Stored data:
>>>>

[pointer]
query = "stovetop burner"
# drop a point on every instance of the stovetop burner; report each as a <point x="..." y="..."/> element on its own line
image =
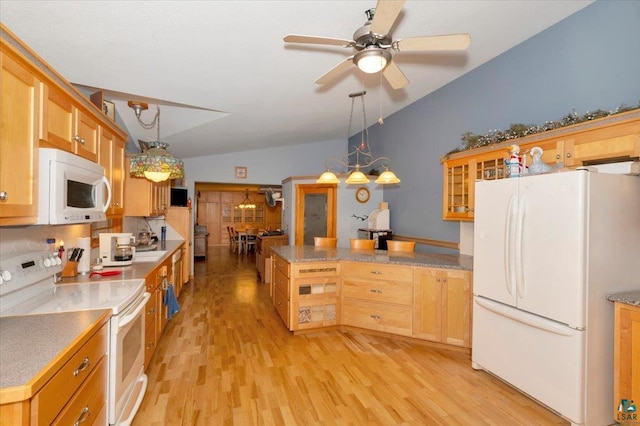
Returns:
<point x="31" y="289"/>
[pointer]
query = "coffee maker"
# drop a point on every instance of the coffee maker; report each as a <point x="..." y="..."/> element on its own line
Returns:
<point x="117" y="249"/>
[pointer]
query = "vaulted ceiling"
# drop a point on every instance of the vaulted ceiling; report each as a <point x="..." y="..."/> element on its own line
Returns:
<point x="226" y="81"/>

<<<<

**Do this:**
Reproduce every one of the lines above, their requests included, and add -28 to each point coordinate in the answers. Leave the pictures out of your reproduction.

**Correct output:**
[pointer]
query = "stovetop burner"
# drop a point on every instance of the stovetop burner; report each as a <point x="..." y="..."/> element on its own line
image =
Returns:
<point x="3" y="261"/>
[pointer]
query = "coffee maker"
# drop a point on every instance of the coffee maker; report each as a <point x="..." y="..."/> element on its own line
Returns:
<point x="89" y="221"/>
[pointer]
query = "vaulted ceiling"
# drop a point on every instance of the vaulted ceiling; report each as a <point x="..." y="..."/> element on its own line
Returns:
<point x="198" y="53"/>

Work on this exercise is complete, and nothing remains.